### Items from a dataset
————

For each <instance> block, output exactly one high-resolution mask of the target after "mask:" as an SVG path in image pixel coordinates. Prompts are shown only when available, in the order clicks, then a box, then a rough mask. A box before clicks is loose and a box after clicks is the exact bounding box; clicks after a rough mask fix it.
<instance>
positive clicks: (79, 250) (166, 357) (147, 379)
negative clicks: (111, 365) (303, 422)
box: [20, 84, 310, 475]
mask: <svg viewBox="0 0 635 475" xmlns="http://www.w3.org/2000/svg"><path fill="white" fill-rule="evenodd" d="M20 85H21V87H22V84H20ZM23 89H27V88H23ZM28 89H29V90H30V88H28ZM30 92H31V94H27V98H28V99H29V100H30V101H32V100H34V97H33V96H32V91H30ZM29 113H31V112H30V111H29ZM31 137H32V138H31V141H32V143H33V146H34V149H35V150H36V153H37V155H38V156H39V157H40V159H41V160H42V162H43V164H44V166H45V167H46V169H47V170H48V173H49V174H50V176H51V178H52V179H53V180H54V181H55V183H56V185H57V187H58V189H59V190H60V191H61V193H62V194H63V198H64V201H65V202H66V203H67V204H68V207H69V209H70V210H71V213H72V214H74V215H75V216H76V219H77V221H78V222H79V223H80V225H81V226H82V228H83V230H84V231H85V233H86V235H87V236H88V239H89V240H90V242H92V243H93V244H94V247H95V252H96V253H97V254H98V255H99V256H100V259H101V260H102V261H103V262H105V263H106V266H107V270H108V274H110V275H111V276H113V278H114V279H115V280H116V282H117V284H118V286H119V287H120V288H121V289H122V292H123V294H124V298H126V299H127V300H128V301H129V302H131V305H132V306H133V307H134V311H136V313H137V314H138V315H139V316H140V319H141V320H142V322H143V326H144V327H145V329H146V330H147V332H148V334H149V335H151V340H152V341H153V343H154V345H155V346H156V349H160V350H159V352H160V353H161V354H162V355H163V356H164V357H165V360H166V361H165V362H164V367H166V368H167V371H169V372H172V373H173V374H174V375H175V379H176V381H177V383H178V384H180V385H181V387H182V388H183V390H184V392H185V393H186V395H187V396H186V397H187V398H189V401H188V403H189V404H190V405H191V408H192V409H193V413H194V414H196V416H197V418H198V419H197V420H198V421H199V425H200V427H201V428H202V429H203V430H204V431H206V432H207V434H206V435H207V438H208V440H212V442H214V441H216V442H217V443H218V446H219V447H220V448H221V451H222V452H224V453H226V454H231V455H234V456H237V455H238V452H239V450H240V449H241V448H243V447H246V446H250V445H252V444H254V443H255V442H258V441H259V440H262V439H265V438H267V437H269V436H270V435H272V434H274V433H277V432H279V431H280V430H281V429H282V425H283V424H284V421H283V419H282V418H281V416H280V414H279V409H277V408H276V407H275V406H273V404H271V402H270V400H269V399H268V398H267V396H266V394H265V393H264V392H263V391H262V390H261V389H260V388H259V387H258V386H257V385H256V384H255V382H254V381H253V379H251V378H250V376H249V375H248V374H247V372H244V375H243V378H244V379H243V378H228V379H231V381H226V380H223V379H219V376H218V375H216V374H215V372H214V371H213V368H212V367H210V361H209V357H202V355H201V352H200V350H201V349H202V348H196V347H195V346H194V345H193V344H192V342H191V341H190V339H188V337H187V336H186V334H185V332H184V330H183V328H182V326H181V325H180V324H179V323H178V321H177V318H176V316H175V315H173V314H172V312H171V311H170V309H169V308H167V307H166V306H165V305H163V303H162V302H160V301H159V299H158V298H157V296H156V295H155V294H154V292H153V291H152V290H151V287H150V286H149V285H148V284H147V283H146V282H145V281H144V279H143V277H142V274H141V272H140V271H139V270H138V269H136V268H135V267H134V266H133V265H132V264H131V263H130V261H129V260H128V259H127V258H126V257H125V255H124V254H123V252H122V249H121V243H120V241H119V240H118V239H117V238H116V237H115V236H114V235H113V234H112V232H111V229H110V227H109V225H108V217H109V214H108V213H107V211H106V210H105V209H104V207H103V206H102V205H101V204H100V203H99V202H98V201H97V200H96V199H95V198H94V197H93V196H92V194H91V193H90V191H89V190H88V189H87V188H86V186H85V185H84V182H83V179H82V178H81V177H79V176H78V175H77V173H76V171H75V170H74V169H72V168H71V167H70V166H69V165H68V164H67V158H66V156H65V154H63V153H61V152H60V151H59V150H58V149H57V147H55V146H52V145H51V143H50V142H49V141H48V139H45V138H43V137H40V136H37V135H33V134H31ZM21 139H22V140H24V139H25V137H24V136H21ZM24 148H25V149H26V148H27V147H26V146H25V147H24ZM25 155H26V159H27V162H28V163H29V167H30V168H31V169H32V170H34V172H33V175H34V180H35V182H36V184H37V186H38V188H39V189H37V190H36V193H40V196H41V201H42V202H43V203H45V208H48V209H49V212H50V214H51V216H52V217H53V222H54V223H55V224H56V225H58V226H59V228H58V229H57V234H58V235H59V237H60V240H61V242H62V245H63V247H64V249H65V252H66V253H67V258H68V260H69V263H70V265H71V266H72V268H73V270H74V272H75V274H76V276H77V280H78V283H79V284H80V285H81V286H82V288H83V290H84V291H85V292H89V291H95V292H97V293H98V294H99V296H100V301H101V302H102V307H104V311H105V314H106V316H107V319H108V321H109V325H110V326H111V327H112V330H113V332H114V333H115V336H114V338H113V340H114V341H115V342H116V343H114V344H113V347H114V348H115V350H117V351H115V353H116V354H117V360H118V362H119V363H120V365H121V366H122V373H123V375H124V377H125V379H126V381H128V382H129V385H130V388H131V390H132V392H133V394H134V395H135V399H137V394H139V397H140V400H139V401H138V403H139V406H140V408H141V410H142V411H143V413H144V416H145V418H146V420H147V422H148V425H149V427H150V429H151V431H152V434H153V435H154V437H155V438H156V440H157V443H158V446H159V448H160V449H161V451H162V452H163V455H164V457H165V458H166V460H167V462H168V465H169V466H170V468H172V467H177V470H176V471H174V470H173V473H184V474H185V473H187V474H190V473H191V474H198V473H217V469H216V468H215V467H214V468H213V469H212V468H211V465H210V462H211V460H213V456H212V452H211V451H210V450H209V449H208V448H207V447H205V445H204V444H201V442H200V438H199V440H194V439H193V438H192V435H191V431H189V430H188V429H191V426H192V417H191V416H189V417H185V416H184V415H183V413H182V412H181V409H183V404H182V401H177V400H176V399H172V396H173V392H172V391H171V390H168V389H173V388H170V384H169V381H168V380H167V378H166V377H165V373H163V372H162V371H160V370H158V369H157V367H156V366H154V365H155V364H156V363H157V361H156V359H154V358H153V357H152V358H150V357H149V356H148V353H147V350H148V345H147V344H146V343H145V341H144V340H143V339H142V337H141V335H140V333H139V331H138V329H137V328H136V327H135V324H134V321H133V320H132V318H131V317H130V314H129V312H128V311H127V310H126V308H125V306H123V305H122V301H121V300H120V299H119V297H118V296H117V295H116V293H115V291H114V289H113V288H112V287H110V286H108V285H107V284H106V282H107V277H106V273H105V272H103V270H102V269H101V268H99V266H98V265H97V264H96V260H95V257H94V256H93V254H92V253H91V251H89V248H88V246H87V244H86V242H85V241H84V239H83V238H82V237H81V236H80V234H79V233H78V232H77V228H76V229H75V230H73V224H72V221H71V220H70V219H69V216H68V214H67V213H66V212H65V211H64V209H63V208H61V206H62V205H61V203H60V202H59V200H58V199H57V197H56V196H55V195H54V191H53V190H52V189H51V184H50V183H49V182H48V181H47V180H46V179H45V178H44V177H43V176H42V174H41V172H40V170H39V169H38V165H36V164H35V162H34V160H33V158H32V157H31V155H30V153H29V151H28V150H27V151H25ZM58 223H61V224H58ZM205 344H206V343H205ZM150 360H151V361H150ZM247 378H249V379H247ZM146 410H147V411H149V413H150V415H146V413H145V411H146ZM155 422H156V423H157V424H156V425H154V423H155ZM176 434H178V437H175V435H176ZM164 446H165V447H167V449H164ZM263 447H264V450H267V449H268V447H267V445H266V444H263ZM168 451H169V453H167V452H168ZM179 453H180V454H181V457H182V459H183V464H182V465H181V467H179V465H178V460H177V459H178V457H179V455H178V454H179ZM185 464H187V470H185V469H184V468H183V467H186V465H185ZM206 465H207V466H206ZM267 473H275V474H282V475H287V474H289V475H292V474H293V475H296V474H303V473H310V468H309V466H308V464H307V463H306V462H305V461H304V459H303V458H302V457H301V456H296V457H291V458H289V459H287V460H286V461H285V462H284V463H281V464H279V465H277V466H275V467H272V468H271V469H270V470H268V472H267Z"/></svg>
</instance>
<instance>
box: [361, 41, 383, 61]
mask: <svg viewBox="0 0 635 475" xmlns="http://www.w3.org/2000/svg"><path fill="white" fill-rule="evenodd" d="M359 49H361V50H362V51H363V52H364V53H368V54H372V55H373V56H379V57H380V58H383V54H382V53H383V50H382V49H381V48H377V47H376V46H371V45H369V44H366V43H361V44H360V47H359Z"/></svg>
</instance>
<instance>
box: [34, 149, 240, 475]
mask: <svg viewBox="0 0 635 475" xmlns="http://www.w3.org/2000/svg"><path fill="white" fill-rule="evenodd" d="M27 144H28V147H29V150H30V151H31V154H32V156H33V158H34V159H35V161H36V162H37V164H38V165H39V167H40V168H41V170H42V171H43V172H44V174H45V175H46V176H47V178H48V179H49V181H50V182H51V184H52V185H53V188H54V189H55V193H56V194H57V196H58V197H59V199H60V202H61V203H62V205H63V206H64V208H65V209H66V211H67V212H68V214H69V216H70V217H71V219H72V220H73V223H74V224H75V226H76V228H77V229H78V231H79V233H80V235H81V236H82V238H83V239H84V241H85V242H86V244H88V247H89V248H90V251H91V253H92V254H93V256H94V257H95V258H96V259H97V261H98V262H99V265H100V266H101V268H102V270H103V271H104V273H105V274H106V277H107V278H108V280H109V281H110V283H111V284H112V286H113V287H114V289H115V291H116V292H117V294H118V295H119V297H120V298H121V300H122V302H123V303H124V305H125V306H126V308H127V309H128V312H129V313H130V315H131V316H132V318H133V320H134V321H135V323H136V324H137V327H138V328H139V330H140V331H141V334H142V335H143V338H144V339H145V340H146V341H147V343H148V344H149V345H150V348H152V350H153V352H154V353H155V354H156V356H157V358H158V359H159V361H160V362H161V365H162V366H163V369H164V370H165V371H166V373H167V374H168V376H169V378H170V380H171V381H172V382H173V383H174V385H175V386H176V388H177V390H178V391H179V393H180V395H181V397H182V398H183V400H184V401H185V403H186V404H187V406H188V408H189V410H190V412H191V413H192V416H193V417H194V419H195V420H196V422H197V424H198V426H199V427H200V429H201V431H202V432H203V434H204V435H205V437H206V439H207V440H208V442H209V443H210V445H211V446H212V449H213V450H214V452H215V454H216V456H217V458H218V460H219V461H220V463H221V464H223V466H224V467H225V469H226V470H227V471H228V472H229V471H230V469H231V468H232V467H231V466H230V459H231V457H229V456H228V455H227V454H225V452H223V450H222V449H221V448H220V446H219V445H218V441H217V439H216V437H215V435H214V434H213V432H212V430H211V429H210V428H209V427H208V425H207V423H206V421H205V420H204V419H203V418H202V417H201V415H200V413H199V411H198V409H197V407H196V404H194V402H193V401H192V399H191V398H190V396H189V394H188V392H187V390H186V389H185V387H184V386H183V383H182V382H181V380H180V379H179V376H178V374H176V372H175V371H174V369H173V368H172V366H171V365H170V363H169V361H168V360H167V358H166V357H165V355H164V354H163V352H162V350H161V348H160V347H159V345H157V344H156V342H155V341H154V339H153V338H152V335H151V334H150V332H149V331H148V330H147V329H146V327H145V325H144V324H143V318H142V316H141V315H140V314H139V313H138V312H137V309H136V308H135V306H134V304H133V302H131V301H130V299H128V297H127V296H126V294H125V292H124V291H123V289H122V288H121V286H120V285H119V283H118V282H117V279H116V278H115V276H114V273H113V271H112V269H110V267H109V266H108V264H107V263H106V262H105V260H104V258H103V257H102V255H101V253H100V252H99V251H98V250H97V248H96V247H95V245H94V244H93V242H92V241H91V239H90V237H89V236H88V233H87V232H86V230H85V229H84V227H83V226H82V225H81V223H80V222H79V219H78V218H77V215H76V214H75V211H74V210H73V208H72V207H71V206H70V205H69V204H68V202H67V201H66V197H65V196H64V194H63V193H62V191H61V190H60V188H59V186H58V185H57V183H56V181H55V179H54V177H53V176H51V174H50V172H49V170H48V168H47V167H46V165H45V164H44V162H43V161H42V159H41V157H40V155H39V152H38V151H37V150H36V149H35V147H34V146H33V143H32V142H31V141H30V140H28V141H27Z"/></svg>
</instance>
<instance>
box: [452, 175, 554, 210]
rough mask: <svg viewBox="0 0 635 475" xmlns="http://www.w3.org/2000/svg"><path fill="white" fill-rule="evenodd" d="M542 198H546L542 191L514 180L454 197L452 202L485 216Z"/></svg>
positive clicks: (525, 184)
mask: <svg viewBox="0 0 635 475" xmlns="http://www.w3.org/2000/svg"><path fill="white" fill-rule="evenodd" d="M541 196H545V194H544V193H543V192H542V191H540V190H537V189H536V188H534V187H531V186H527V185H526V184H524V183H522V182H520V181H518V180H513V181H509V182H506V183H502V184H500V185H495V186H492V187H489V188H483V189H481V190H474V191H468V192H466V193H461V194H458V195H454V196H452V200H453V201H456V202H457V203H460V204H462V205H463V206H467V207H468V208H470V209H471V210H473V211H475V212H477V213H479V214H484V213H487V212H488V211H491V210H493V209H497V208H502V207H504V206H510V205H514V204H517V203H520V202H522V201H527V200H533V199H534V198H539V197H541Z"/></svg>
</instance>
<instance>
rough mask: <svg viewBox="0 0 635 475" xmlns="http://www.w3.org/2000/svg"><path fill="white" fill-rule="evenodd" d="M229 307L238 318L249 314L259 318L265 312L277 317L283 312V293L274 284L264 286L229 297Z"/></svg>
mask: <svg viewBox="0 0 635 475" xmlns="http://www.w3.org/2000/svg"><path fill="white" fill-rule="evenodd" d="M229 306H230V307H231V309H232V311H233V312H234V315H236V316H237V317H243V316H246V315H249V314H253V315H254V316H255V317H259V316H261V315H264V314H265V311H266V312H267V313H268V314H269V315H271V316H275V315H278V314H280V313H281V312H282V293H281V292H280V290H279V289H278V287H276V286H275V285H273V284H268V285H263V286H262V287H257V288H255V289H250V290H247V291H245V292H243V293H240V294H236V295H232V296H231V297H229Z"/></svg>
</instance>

————

### TASK INSTRUCTIONS
Output as a JSON list of strings, one string per line, the lines from the beginning of the items above through the line containing "box: [20, 84, 310, 475]", that line included, omitting any blank lines.

### RESULT
[
  "For each <instance> block, output exactly one high-resolution mask of the target after \"mask:\" as an SVG path in image pixel coordinates. Prompts are shown only when available, in the order clicks, then a box, then a rough mask. A box before clicks is loose and a box after clicks is the exact bounding box; clicks after a rough mask fix it.",
  "<instance>",
  "positive clicks: (79, 250) (166, 357) (147, 379)",
  "negative clicks: (111, 365) (303, 422)",
  "box: [20, 84, 310, 475]"
]